Take the records below and extract, word for word, the lines from the one containing "Exercise. Point to every instance of the white baseboard" through the final line, inclusive. Omit pictures.

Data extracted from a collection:
----------

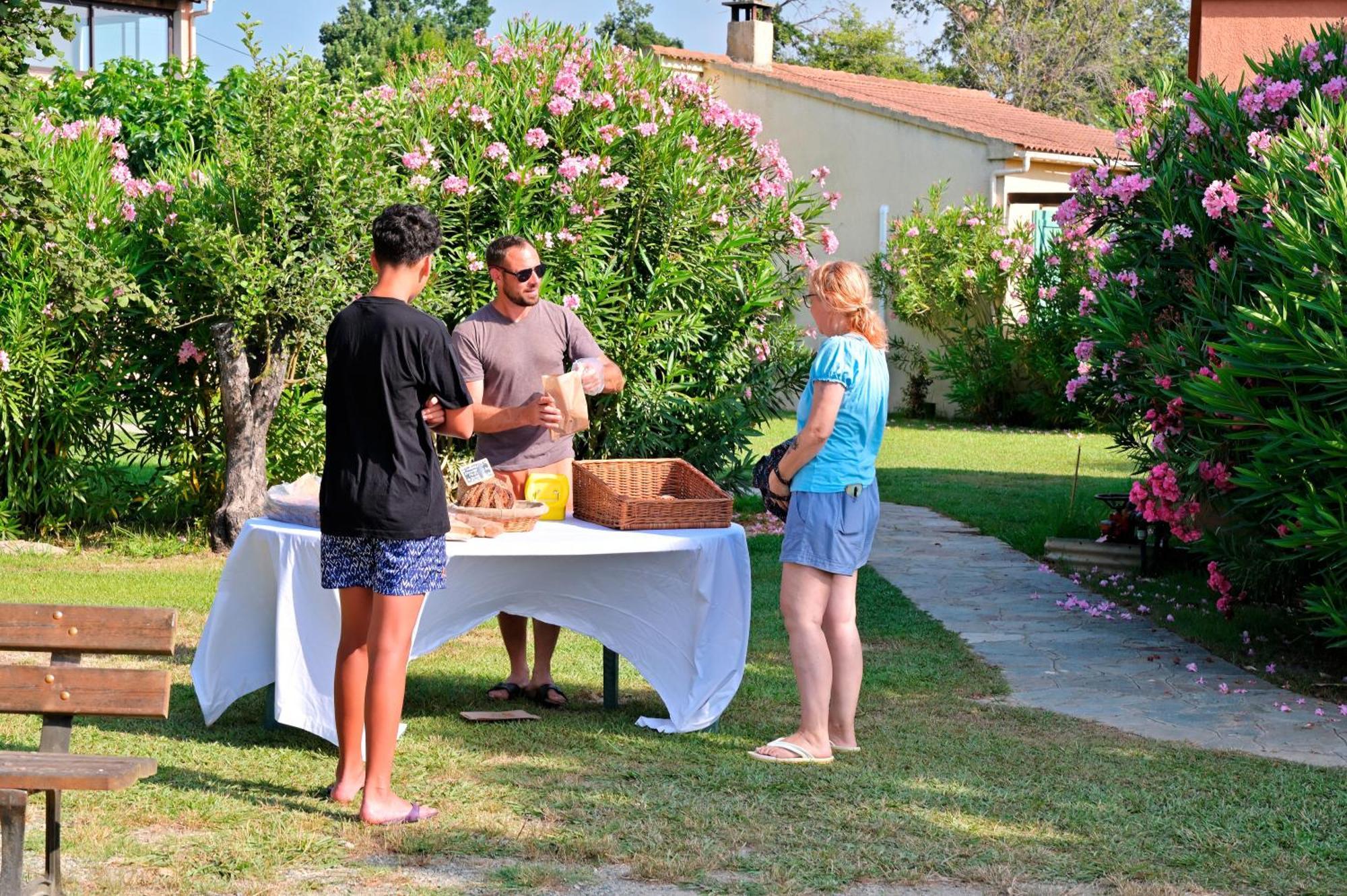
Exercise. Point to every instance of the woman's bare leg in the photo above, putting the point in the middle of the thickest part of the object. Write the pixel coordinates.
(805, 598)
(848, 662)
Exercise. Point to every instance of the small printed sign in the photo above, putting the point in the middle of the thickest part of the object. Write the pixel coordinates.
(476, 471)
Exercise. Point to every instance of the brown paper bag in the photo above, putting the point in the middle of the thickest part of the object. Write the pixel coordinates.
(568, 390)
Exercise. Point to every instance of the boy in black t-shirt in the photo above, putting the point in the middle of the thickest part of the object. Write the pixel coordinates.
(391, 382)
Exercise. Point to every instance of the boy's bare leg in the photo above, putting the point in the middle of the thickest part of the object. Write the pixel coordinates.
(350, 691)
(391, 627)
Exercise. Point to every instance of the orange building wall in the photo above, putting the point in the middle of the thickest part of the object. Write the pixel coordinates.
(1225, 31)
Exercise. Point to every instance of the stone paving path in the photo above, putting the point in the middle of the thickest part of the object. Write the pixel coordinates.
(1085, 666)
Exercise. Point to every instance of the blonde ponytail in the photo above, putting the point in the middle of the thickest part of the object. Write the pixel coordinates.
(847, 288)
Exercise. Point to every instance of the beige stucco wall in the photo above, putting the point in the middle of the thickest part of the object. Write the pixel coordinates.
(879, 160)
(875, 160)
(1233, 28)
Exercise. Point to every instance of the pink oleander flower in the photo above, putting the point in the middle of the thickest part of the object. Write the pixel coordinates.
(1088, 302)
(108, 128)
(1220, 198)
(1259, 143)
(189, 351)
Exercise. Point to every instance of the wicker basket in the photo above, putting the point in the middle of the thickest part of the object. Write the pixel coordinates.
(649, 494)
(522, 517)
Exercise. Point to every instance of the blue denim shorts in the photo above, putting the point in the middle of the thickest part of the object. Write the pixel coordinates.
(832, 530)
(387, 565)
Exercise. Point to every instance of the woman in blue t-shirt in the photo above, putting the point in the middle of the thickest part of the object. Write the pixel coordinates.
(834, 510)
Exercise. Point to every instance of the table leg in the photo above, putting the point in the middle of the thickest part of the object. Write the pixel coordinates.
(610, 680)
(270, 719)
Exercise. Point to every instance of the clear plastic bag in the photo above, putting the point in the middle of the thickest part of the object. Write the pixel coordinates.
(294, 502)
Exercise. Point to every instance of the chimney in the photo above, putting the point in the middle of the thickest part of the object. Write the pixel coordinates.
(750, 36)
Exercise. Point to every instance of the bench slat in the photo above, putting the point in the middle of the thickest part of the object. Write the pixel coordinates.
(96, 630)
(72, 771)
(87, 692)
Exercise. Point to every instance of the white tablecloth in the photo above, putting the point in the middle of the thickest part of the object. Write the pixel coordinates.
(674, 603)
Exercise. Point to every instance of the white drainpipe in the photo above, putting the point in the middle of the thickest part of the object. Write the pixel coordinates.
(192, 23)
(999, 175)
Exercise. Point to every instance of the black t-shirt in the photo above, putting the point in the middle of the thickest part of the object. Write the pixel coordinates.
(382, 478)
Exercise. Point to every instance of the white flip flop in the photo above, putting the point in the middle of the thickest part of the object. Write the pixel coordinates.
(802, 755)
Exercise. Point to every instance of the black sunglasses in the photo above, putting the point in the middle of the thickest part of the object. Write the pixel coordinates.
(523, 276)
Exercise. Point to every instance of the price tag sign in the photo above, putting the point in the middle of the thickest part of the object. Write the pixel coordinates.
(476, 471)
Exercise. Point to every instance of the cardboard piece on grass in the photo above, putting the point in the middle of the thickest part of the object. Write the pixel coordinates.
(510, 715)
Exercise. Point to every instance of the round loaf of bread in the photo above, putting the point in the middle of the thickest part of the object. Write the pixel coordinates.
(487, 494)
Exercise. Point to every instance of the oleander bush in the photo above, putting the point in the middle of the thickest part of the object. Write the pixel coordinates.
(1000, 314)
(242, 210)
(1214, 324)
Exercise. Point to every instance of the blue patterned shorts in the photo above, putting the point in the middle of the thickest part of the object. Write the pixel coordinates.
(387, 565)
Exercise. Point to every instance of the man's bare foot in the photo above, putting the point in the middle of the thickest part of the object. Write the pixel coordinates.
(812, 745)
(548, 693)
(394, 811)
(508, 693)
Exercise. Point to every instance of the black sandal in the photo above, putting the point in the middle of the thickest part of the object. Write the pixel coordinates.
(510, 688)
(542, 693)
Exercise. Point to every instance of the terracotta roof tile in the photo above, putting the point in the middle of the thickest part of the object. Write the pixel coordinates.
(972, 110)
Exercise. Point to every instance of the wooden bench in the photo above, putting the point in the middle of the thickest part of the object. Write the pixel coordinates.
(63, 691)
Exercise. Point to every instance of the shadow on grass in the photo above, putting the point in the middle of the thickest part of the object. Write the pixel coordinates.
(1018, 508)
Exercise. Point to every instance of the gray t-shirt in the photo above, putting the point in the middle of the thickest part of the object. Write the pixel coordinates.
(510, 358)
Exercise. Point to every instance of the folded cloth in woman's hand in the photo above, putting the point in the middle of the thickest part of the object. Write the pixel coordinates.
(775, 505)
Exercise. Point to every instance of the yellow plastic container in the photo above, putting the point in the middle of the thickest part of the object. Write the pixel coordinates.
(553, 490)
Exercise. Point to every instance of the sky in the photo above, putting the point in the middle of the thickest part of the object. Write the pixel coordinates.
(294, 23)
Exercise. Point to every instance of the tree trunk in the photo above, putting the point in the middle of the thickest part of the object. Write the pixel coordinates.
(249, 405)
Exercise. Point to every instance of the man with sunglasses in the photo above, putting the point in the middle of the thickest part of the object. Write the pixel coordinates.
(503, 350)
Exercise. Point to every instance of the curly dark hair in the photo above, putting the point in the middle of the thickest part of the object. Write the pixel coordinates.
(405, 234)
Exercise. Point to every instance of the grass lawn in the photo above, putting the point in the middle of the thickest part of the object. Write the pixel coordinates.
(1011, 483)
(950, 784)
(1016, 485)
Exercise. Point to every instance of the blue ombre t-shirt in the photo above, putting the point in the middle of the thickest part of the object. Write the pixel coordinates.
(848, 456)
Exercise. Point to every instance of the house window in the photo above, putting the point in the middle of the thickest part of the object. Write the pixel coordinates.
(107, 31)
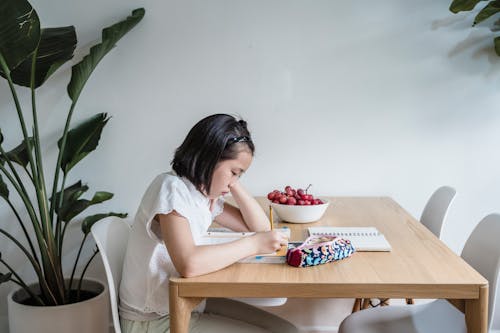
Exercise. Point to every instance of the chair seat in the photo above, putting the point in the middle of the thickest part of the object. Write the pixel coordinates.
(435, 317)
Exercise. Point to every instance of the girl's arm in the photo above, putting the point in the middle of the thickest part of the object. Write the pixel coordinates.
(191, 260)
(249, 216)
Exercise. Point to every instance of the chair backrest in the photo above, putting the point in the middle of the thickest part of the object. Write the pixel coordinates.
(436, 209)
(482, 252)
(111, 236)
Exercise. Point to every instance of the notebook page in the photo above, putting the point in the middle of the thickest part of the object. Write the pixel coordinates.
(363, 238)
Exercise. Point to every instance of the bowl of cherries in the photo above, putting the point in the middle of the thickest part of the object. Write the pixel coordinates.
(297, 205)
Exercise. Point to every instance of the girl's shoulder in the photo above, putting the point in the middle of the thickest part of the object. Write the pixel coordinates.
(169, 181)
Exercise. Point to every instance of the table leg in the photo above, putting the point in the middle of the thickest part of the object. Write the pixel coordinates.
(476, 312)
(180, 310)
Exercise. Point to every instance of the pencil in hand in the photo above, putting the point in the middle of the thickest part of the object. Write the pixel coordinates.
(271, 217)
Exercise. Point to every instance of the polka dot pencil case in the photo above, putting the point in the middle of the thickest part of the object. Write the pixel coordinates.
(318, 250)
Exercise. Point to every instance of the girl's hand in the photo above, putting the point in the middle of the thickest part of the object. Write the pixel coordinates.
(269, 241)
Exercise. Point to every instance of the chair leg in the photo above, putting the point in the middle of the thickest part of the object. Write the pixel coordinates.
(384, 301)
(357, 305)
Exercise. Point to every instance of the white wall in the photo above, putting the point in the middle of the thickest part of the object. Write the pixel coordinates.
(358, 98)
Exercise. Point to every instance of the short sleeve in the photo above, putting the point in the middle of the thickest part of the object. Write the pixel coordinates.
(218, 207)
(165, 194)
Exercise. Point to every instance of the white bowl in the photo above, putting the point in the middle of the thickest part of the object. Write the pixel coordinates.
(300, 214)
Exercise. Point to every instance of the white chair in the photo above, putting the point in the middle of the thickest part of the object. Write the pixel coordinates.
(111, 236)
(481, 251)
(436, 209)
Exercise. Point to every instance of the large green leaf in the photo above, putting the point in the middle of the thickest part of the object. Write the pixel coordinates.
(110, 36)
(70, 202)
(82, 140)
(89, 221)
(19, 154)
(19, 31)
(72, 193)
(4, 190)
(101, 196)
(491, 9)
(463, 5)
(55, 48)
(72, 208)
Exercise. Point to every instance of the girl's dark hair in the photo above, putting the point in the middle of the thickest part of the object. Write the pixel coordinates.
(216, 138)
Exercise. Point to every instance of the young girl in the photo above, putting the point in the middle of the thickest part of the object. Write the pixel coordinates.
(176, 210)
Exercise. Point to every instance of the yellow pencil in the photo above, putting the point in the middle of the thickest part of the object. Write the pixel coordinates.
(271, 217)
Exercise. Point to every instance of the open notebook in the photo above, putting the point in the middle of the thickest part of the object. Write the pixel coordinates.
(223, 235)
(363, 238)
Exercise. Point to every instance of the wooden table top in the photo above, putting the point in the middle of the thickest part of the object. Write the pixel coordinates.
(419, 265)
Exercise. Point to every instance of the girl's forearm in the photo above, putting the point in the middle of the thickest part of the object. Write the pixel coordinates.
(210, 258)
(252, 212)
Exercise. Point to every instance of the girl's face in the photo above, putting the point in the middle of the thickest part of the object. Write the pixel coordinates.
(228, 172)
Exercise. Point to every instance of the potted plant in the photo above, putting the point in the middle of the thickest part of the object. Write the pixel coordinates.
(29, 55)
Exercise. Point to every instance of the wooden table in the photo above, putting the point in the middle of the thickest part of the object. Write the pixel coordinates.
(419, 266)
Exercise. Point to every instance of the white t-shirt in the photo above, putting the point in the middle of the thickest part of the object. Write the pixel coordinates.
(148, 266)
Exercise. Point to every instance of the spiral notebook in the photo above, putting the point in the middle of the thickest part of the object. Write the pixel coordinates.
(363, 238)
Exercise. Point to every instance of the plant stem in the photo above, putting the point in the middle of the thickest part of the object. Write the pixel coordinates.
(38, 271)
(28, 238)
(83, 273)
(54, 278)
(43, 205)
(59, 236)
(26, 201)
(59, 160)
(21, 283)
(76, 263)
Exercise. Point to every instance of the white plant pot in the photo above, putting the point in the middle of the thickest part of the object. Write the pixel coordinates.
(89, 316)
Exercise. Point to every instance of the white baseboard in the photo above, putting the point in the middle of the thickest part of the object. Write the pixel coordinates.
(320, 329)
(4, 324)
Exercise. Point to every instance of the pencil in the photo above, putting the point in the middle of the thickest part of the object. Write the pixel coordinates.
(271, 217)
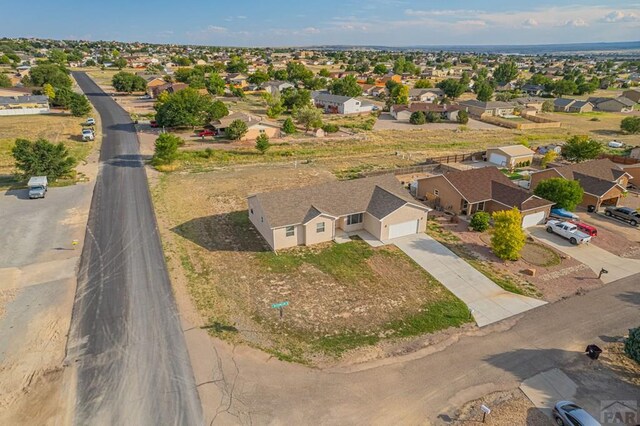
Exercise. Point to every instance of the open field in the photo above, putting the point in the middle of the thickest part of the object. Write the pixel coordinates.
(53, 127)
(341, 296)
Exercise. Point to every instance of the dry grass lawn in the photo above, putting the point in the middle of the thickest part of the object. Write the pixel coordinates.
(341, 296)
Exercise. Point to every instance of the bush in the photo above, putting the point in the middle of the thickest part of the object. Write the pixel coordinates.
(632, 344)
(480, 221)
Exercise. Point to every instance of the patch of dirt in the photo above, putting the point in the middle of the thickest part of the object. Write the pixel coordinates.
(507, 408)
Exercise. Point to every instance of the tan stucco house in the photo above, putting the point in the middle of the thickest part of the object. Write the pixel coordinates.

----------

EXERCISE SOLUTION:
Exercise. Point to every instance of the white baseboard in the photo above, putting the point in the middle of the thickest part of the object. Write the pixel coordinates.
(320, 329)
(4, 324)
Exercise. Point to every instance of the pencil in the photo above, putting the point in the middle of the thickest part of the object. Write the pixel coordinates.
(271, 217)
Exercise. Point to every instance of the open field in the photo above, putting the point in the middle of the thickest part of the object. Write the pixel coordinates.
(53, 127)
(341, 296)
Exercise. Point to every instance of the dry grass lawn in the photo above, putting the point in the middle of the thickest part of the object. Write the pixel coordinates.
(341, 296)
Exercise. Point to every instance of the bush in the photo above, putting the point in the middle of the thickest part of the object. Write the pixel coordinates.
(632, 344)
(480, 221)
Exercise. Point to every instance of the patch of dirt in the photo above, putting the point in the middle of the thickest part of the object. Write the pixel coordinates.
(507, 408)
Exercise. Point to every instance of the tan stucco house in the photo above, putting the point in the middle of the thickest part of the object. Write the pixel coordinates.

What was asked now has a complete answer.